Restate the data below word for word. Skip any images it contains.

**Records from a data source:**
++++++++++++++++++++

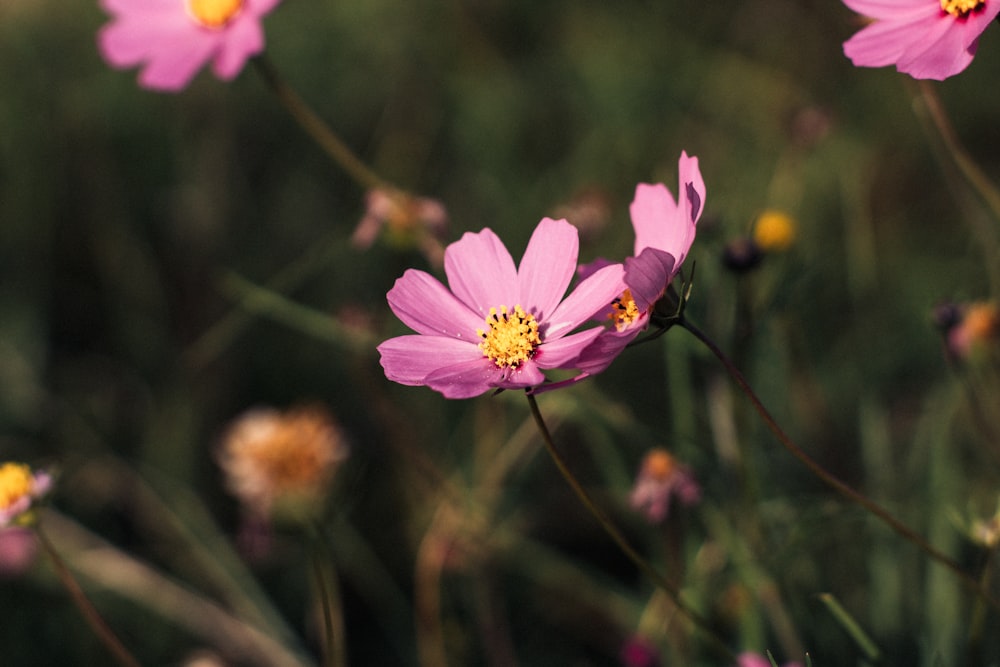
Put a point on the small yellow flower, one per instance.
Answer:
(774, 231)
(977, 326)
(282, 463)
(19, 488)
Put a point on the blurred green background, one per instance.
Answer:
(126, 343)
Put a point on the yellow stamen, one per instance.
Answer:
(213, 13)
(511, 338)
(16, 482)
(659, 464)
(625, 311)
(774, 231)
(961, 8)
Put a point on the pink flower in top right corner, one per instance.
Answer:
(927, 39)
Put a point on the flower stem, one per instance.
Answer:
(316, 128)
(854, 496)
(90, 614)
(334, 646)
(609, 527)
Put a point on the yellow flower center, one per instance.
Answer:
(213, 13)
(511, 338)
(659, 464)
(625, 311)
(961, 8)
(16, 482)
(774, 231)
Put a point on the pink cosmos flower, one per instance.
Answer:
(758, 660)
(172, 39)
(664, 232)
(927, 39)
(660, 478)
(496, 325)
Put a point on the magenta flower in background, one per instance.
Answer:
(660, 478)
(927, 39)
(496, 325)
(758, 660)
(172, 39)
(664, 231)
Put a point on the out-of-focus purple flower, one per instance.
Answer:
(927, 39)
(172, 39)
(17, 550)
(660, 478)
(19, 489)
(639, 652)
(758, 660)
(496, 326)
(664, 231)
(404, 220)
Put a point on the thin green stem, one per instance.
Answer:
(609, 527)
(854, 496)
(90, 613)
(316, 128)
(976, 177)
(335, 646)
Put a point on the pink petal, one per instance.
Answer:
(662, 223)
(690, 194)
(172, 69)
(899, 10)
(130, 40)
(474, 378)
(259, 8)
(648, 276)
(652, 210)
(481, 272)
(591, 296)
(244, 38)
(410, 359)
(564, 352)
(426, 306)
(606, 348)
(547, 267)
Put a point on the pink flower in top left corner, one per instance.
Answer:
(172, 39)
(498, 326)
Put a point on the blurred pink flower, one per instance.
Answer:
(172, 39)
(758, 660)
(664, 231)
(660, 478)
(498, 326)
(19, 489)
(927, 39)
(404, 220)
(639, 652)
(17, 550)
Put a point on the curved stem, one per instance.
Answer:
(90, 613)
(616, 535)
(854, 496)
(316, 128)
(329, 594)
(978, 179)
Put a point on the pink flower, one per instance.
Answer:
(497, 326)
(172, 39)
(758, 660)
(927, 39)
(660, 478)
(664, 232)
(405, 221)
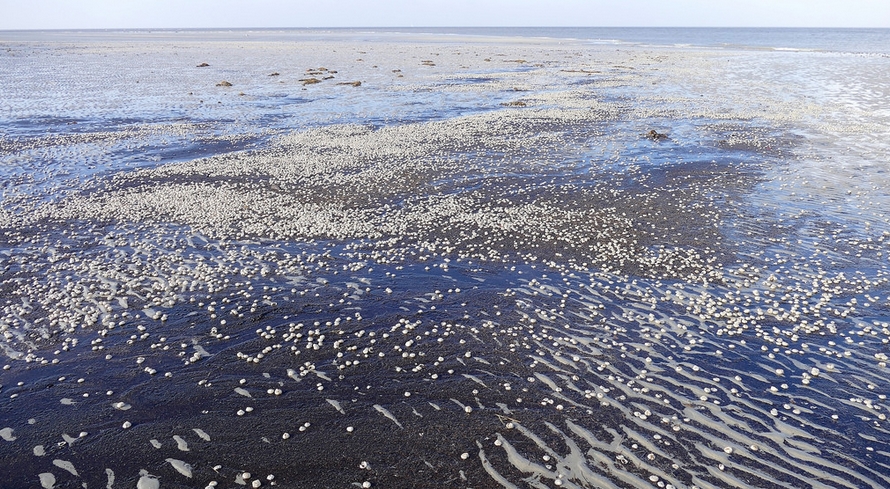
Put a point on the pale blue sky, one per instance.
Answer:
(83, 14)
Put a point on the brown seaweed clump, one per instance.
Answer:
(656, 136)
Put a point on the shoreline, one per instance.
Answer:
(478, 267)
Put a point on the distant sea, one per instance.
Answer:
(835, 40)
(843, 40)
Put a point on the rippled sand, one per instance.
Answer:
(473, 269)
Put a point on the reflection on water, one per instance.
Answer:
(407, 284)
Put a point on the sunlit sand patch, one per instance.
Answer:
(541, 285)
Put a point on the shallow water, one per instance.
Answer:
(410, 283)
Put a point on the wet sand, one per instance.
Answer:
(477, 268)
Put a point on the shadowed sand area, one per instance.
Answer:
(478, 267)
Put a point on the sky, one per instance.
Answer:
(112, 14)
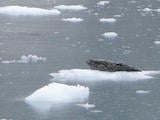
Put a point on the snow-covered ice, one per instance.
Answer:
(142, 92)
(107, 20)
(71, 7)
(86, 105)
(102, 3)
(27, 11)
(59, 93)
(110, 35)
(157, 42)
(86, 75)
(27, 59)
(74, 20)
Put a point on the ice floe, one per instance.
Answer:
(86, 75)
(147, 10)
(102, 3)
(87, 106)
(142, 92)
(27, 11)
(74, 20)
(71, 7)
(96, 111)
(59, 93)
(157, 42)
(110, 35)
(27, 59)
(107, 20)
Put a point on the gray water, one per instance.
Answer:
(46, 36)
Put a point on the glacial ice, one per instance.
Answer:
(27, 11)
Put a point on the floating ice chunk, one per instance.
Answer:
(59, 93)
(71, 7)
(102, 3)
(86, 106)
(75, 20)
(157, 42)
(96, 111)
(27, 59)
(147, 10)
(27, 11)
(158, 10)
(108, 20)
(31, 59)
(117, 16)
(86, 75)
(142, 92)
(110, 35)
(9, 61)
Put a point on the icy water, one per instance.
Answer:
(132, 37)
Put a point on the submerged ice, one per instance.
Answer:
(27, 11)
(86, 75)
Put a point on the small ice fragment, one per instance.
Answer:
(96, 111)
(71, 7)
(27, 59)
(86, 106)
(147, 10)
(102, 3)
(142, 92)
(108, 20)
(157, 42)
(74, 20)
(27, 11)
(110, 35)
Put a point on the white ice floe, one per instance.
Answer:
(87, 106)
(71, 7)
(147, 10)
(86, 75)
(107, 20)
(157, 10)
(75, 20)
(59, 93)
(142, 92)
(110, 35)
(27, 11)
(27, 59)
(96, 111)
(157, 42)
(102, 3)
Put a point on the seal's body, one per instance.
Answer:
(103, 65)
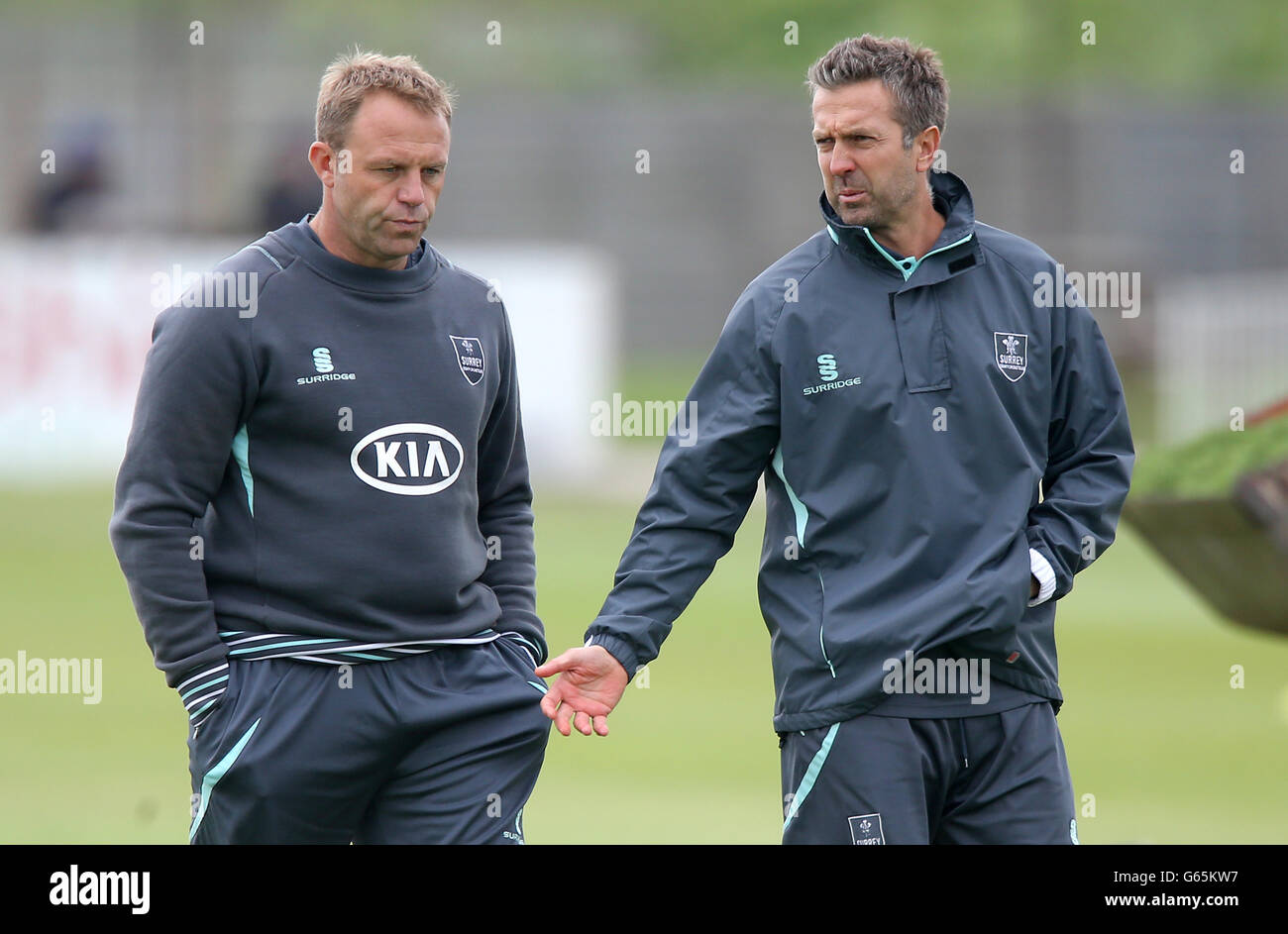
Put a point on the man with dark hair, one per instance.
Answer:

++++++++++++++++++++

**Solution below:**
Put a point on the small yellow flower, one per instance.
Answer:
(774, 231)
(977, 326)
(282, 463)
(19, 488)
Put a point on the blurred green background, one per instance.
Answer:
(126, 343)
Put a point on the yellow stamen, one per instance.
Answer:
(213, 13)
(511, 338)
(16, 482)
(659, 464)
(625, 311)
(774, 231)
(961, 8)
Put a point on the pink flower in top right corner, one per instance.
Answer:
(927, 39)
Put a point on the flower stem, one per instance.
Answer:
(316, 128)
(854, 496)
(90, 614)
(334, 646)
(609, 527)
Put a point on the yellow flower center, one per instance.
Answer:
(213, 13)
(511, 338)
(659, 464)
(625, 311)
(961, 8)
(16, 482)
(774, 231)
Put a point on the pink cosmos flower, one per instance.
Answer:
(758, 660)
(172, 39)
(664, 232)
(927, 39)
(660, 478)
(496, 325)
Put a point on the magenta flower in background, one per instance.
Answer:
(660, 478)
(927, 39)
(496, 325)
(758, 660)
(172, 39)
(664, 231)
Put a point on the out-of-focus purple flower, one per instance.
Answer:
(927, 39)
(172, 39)
(17, 550)
(660, 478)
(19, 489)
(639, 652)
(758, 660)
(496, 326)
(664, 231)
(404, 220)
Put a point on the thin green stem, one per instance.
Answer:
(609, 527)
(854, 496)
(90, 613)
(316, 128)
(976, 177)
(335, 646)
Put a point on the pink petal, one per instance.
Answer:
(662, 223)
(690, 194)
(172, 69)
(899, 10)
(130, 40)
(474, 378)
(259, 8)
(648, 276)
(652, 210)
(481, 272)
(591, 296)
(244, 38)
(410, 359)
(564, 352)
(426, 306)
(606, 348)
(547, 267)
Put a point on the pink flower in top left corner, one per instance.
Answer:
(172, 39)
(498, 326)
Put a point on the blurred pink flower, one per instance.
Answer:
(172, 39)
(758, 660)
(664, 231)
(660, 478)
(498, 326)
(19, 489)
(927, 39)
(404, 220)
(639, 652)
(17, 550)
Put a point on the curved stem, one per instance.
Answer:
(90, 613)
(616, 535)
(854, 496)
(316, 128)
(329, 594)
(978, 179)
Put a point on the pink flower, one per instance.
Answer:
(497, 326)
(172, 39)
(758, 660)
(927, 39)
(660, 478)
(664, 232)
(405, 221)
Put a point on the pale blue sky, one per instance.
Answer:
(83, 14)
Put a point on the brown seaweed clump, one per instance.
Answer:
(656, 136)
Put a point on the shoreline, one per instance.
Answer:
(478, 267)
Put a point on the distant sea, one per instance.
Answer:
(835, 40)
(843, 40)
Put a point on the rippled sand, one per instance.
Answer:
(473, 269)
Put a point on the reflection on water, one per instance.
Answer:
(407, 284)
Put a point on the sunlit sand patch, one per instance.
Answer:
(541, 285)
Put a point on the shallow water, one per instance.
Answer:
(410, 283)
Put a point on the wet sand, one per instance.
Answer:
(477, 268)
Put a point on the shadowed sand area, one per instance.
Answer:
(478, 267)
Put a point on the sky, one per instance.
Answer:
(112, 14)
Put a point on the snow-covered ice, one per instance.
Answer:
(142, 92)
(107, 20)
(71, 7)
(86, 105)
(102, 3)
(27, 11)
(59, 93)
(110, 35)
(157, 42)
(86, 75)
(27, 59)
(74, 20)
Put a point on the ice floe, one per instance.
Answer:
(86, 75)
(147, 10)
(102, 3)
(87, 106)
(142, 92)
(27, 11)
(74, 20)
(71, 7)
(96, 111)
(59, 93)
(157, 42)
(110, 35)
(27, 59)
(107, 20)
Put a point on the gray water, one per instance.
Answer:
(46, 36)
Put a point on the glacial ice, one per instance.
Answer:
(27, 11)
Put a point on the floating ice chunk, one per instance.
Answer:
(59, 93)
(71, 7)
(102, 3)
(86, 106)
(75, 20)
(157, 42)
(96, 111)
(27, 59)
(147, 10)
(27, 11)
(158, 10)
(108, 20)
(31, 59)
(117, 16)
(86, 75)
(142, 92)
(110, 35)
(9, 61)
Put a point on the icy water, one per instance.
Answer:
(132, 37)
Put a point on the submerged ice, one per instance.
Answer:
(27, 11)
(86, 75)
Put a point on the small ice fragment, one per instance.
Answer:
(96, 111)
(71, 7)
(27, 59)
(86, 106)
(147, 10)
(102, 3)
(142, 92)
(108, 20)
(157, 42)
(74, 20)
(27, 11)
(110, 35)
Put a point on the white ice floe, one per instance.
Answer:
(87, 106)
(71, 7)
(147, 10)
(86, 75)
(107, 20)
(157, 10)
(75, 20)
(59, 93)
(142, 92)
(110, 35)
(27, 11)
(27, 59)
(96, 111)
(157, 42)
(102, 3)
Put a point on the seal's body, one per instance.
Answer:
(103, 65)
Put a point on the man with dark hair, one per instance.
Answer:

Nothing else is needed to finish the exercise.